=== Information provided ===

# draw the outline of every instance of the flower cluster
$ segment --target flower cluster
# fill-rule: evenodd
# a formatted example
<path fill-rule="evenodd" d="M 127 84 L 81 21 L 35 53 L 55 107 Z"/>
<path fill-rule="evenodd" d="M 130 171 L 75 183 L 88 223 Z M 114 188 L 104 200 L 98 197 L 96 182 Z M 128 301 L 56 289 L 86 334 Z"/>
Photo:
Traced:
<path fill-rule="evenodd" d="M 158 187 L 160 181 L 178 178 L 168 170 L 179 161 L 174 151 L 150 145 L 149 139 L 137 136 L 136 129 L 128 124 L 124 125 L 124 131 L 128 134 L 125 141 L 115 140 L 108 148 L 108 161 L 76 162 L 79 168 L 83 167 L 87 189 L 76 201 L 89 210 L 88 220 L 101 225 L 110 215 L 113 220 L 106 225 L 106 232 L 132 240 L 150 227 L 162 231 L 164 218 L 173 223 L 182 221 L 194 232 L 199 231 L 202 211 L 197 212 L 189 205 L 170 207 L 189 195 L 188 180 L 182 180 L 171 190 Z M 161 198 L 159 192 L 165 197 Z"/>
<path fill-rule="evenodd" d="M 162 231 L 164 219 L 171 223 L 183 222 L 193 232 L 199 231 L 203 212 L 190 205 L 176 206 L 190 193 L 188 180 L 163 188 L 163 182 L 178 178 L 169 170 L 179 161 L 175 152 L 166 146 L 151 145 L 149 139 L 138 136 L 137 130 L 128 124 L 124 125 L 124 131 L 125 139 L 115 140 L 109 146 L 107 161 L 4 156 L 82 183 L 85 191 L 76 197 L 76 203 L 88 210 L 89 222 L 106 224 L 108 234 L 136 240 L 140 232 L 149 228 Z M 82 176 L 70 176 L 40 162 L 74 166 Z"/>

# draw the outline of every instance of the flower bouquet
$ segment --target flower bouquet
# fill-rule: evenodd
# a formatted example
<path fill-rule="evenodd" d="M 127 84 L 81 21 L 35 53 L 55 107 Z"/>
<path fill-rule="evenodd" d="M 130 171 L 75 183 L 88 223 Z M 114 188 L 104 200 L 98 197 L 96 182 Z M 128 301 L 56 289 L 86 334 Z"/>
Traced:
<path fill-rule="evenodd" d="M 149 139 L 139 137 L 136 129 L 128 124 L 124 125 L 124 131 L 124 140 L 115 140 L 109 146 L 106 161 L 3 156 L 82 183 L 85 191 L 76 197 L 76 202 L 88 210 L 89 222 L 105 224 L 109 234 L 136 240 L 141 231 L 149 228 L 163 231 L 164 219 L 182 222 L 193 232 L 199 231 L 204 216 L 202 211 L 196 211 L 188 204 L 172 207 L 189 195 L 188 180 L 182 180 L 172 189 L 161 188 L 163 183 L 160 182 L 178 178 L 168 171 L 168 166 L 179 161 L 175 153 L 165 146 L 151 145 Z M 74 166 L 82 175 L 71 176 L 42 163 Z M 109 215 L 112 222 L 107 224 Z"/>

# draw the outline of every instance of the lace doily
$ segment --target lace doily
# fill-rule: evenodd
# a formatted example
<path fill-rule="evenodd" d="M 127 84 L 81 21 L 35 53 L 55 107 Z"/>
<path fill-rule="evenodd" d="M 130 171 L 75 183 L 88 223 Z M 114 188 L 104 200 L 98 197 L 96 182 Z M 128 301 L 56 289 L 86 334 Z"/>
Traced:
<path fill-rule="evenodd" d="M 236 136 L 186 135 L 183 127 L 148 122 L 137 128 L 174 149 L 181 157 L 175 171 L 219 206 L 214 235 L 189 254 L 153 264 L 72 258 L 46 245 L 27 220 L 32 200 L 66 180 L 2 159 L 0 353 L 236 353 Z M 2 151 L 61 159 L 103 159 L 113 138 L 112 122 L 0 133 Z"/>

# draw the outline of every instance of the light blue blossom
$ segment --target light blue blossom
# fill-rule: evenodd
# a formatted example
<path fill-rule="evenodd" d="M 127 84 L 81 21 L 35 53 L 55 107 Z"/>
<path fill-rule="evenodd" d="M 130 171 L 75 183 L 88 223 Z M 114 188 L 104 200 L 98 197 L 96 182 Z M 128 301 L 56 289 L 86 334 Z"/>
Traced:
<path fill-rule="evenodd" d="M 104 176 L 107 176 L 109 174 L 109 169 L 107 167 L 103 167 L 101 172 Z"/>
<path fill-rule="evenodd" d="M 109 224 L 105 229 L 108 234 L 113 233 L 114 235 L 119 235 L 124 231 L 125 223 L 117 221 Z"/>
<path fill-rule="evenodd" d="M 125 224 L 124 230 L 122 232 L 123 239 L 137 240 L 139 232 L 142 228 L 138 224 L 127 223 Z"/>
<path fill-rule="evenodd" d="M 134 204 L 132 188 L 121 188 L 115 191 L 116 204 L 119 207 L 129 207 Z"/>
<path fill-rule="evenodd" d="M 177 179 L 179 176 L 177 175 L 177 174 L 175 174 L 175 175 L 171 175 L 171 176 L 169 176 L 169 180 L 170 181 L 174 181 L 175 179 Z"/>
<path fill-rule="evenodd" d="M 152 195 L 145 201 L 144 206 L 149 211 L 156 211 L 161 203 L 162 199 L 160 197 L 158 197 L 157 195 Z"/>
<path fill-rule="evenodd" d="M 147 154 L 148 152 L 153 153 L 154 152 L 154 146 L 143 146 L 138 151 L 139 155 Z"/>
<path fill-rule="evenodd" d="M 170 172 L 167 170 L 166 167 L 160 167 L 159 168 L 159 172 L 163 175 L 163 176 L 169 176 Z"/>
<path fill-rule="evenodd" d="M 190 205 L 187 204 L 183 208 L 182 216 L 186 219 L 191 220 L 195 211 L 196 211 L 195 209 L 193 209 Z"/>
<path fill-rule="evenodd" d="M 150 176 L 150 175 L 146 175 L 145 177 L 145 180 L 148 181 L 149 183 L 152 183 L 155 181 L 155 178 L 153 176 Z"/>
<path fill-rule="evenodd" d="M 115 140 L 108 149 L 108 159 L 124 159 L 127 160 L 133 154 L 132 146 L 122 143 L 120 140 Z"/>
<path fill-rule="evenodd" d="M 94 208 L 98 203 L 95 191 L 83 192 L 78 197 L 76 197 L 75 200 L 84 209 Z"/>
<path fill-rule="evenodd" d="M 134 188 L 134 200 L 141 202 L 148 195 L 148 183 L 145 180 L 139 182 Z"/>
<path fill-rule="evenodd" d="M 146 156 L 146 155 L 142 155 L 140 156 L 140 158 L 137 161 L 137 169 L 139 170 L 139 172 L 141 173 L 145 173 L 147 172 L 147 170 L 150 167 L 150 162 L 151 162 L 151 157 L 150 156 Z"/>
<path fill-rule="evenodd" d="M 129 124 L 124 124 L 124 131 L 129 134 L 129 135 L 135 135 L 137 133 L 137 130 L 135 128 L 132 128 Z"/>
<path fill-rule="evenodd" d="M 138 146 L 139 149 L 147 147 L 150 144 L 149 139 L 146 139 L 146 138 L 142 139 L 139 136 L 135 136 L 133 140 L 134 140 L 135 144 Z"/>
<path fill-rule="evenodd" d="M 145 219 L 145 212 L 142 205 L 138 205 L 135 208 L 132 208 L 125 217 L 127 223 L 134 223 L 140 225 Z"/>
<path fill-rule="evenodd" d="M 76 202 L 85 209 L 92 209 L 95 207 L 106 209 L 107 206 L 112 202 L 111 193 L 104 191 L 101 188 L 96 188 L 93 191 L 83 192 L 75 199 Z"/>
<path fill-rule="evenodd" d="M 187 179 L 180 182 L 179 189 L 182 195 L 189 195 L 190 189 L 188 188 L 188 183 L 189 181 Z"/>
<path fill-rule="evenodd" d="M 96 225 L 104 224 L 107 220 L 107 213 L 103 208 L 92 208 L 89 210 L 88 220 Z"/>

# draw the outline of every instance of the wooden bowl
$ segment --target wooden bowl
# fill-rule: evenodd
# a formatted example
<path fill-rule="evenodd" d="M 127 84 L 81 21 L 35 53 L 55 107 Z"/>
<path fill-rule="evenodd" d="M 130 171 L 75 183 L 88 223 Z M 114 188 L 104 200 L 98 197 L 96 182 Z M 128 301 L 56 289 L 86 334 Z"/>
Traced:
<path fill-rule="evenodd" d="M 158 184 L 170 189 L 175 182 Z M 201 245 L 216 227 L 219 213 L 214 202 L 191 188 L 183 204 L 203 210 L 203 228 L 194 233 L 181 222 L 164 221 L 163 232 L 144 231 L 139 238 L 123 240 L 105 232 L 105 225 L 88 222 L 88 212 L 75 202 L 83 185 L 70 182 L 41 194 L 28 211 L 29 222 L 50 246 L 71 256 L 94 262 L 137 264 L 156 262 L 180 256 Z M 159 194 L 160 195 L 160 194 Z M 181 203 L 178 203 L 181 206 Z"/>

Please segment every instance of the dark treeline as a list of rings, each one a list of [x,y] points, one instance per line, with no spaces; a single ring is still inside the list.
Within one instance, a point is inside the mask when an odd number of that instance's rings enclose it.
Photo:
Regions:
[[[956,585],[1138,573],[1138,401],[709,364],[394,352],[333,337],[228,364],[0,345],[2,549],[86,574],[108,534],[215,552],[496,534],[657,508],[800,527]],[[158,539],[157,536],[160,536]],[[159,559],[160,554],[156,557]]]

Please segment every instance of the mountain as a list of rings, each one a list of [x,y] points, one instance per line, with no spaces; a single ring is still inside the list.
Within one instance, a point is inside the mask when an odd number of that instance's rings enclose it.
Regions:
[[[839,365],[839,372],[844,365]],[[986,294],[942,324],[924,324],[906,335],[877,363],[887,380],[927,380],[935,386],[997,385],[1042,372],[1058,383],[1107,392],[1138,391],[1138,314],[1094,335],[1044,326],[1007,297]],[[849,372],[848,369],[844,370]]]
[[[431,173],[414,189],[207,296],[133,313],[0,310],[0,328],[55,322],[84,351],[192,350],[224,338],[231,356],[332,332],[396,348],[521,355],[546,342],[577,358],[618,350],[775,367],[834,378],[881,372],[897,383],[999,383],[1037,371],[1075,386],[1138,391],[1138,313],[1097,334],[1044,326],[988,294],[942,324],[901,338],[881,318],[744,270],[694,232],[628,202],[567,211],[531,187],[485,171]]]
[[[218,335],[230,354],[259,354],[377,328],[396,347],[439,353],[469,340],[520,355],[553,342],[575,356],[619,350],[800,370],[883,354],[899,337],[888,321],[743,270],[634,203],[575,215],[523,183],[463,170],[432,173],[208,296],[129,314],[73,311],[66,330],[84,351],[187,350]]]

===

• What the exercise asks: Rewrite the stretch from the line containing "Please segment every instance of the mountain" through the end of the records, swapping "mountain" for "hill" and leaving everything else unchanged.

• Correct result:
Please segment every instance of the hill as a list of rings, each one a list of [x,y] points, one instance per line, with no spaces; a single ring is still inside the list.
Within one instance, a point is inside the mask when an odd number of that instance's rings enclose it.
Regions:
[[[839,365],[839,372],[844,365]],[[986,294],[942,324],[924,324],[906,335],[877,363],[887,380],[927,380],[935,386],[997,385],[1042,372],[1058,383],[1107,392],[1138,391],[1138,314],[1094,335],[1044,326],[1007,297]],[[849,372],[848,369],[844,370]]]
[[[431,173],[414,189],[207,296],[133,313],[0,310],[0,328],[55,322],[84,351],[192,350],[224,338],[231,356],[332,332],[396,348],[521,355],[546,342],[577,358],[618,350],[775,367],[834,378],[881,372],[897,383],[999,383],[1037,371],[1075,386],[1138,391],[1138,313],[1097,334],[1044,326],[988,294],[942,324],[901,338],[881,318],[744,270],[694,232],[628,202],[567,211],[531,187],[485,171]]]
[[[218,335],[230,354],[259,354],[377,328],[396,347],[439,353],[469,340],[520,355],[553,342],[575,356],[619,350],[800,370],[883,354],[899,337],[888,321],[743,270],[634,203],[575,215],[523,183],[463,170],[432,173],[208,296],[129,314],[73,311],[66,330],[84,351],[187,350]]]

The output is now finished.